■ **What to produce**: Retype the whole listing exactly.
━━━━━ Recorded information ━━━━━
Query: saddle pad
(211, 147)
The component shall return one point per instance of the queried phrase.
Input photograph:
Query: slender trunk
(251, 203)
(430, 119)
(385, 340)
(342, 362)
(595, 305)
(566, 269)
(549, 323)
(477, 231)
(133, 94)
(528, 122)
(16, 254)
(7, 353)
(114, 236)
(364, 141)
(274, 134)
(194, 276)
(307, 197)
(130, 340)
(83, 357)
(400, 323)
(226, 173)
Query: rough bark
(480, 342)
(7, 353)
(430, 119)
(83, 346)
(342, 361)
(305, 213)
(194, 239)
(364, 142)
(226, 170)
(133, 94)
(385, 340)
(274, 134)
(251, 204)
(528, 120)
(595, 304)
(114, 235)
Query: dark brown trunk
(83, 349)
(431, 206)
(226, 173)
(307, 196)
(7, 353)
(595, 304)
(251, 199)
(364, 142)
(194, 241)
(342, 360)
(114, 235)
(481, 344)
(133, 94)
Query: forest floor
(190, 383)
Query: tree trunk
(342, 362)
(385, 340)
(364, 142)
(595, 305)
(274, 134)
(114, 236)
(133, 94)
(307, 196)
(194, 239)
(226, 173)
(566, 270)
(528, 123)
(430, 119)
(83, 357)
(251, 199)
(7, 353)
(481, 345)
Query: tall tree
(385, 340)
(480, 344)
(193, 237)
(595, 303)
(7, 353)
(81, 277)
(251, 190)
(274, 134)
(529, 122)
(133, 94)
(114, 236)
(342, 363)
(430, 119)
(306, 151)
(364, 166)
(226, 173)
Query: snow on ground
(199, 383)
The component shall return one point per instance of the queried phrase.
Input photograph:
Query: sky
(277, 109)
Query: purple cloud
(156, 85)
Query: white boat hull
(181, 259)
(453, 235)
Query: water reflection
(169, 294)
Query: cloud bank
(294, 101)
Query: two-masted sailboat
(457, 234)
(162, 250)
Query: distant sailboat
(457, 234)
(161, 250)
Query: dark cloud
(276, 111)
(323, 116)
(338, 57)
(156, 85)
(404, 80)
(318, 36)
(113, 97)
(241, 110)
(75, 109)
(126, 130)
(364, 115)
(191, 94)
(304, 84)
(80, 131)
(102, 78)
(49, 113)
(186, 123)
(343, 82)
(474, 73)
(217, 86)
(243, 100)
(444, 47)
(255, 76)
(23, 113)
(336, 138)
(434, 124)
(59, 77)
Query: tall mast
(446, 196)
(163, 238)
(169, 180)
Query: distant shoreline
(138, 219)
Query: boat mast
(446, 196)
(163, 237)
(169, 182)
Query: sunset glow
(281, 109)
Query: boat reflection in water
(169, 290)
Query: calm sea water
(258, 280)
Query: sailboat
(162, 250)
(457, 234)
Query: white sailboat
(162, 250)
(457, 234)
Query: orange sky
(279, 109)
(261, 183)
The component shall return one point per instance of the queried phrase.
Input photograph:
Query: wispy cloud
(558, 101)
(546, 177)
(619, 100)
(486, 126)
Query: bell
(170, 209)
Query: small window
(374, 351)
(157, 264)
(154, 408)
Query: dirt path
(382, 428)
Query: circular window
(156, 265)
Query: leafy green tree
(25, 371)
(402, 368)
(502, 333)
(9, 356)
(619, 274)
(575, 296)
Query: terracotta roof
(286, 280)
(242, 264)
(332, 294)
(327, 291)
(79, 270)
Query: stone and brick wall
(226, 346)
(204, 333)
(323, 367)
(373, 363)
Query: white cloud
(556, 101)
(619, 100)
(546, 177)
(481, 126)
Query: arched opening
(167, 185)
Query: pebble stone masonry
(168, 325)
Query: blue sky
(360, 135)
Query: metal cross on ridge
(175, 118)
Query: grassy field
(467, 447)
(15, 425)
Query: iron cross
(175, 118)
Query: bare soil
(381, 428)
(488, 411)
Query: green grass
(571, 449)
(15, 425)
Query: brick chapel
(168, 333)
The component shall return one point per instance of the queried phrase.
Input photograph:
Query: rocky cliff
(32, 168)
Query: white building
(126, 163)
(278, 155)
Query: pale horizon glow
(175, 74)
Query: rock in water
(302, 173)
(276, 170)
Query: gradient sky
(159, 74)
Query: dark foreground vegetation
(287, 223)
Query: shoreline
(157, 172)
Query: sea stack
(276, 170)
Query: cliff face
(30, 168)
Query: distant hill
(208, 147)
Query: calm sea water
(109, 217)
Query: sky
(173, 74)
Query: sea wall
━━━━━
■ **Task solution**:
Query: saddle pad
(211, 147)
The component shall return one point per instance of the queried phrase.
Input photograph:
Query: slender trunk
(251, 203)
(430, 119)
(385, 340)
(342, 362)
(595, 305)
(566, 269)
(549, 323)
(477, 231)
(133, 94)
(528, 122)
(16, 254)
(7, 353)
(114, 236)
(364, 141)
(274, 134)
(194, 276)
(307, 197)
(130, 340)
(83, 357)
(400, 323)
(226, 173)
Query: rough bark
(480, 342)
(7, 353)
(430, 119)
(83, 346)
(342, 361)
(305, 213)
(194, 239)
(364, 142)
(226, 170)
(133, 94)
(385, 340)
(274, 134)
(251, 204)
(528, 120)
(595, 304)
(114, 235)
Query: dark brown trunk
(83, 349)
(431, 206)
(226, 173)
(307, 196)
(7, 353)
(595, 304)
(251, 199)
(364, 142)
(194, 241)
(342, 360)
(114, 235)
(481, 344)
(133, 94)
Query: forest floor
(190, 383)
Query: tree trunk
(342, 362)
(385, 340)
(364, 142)
(595, 305)
(274, 134)
(114, 236)
(133, 94)
(307, 196)
(194, 239)
(226, 173)
(566, 270)
(528, 123)
(430, 119)
(83, 357)
(251, 199)
(7, 353)
(481, 345)
Query: tall tree
(385, 340)
(480, 344)
(193, 237)
(595, 303)
(7, 353)
(81, 277)
(251, 190)
(274, 134)
(529, 122)
(133, 94)
(114, 236)
(342, 363)
(430, 119)
(306, 151)
(364, 166)
(226, 173)
Query: snow on ground
(199, 383)
The component shall return one point per instance of the queried phrase.
Input photograph:
Query: sky
(277, 109)
Query: purple cloud
(156, 85)
Query: white boat hull
(181, 259)
(453, 235)
Query: water reflection
(169, 294)
Query: cloud bank
(294, 101)
Query: two-masted sailboat
(457, 234)
(162, 250)
Query: distant sailboat
(457, 234)
(161, 250)
Query: dark cloud
(276, 111)
(323, 116)
(338, 57)
(156, 85)
(404, 80)
(318, 36)
(113, 97)
(241, 110)
(75, 109)
(126, 130)
(364, 115)
(191, 94)
(304, 84)
(80, 131)
(102, 78)
(49, 113)
(186, 123)
(343, 82)
(474, 73)
(217, 86)
(243, 100)
(444, 47)
(255, 76)
(23, 113)
(336, 138)
(434, 124)
(59, 77)
Query: tall mast
(446, 196)
(163, 238)
(169, 180)
Query: distant shoreline
(138, 219)
Query: boat mast
(446, 196)
(163, 237)
(169, 182)
Query: sunset glow
(281, 109)
Query: boat reflection in water
(169, 290)
Query: calm sea water
(258, 280)
Query: sailboat
(162, 250)
(457, 234)
Query: white sailboat
(162, 250)
(457, 234)
Query: orange sky
(279, 109)
(261, 183)
The component shall return one point per instance of the queried phrase.
Input photograph:
Query: wispy cloud
(558, 101)
(546, 177)
(619, 100)
(486, 126)
Query: bell
(170, 209)
Query: small window
(374, 351)
(157, 264)
(154, 408)
Query: dirt path
(382, 428)
Query: circular window
(156, 265)
Query: leafy green tree
(25, 371)
(402, 368)
(502, 333)
(9, 356)
(619, 274)
(575, 296)
Query: terracotta roof
(286, 280)
(242, 264)
(332, 294)
(327, 291)
(79, 270)
Query: stone and brick wall
(226, 346)
(204, 333)
(323, 367)
(373, 363)
Query: white cloud
(556, 101)
(619, 100)
(546, 177)
(481, 126)
Query: arched opening
(167, 185)
Query: pebble stone masonry
(168, 325)
Query: blue sky
(360, 135)
Query: metal cross on ridge
(175, 118)
Query: grassy field
(467, 447)
(15, 425)
Query: iron cross
(175, 118)
Query: bare soil
(381, 428)
(488, 411)
Query: green grass
(571, 449)
(15, 425)
Query: brick chapel
(168, 333)
The component shall return one point per instance of the queried phrase.
Input photograph:
Query: rocky cliff
(32, 168)
Query: white building
(126, 163)
(278, 155)
Query: pale horizon glow
(175, 74)
Query: rock in water
(302, 173)
(276, 170)
Query: gradient sky
(159, 74)
Query: dark foreground vegetation
(287, 223)
Query: shoreline
(157, 172)
Query: sea stack
(276, 170)
Query: cliff face
(30, 168)
Query: distant hill
(208, 147)
Query: calm sea water
(109, 217)
Query: sky
(173, 74)
Query: sea wall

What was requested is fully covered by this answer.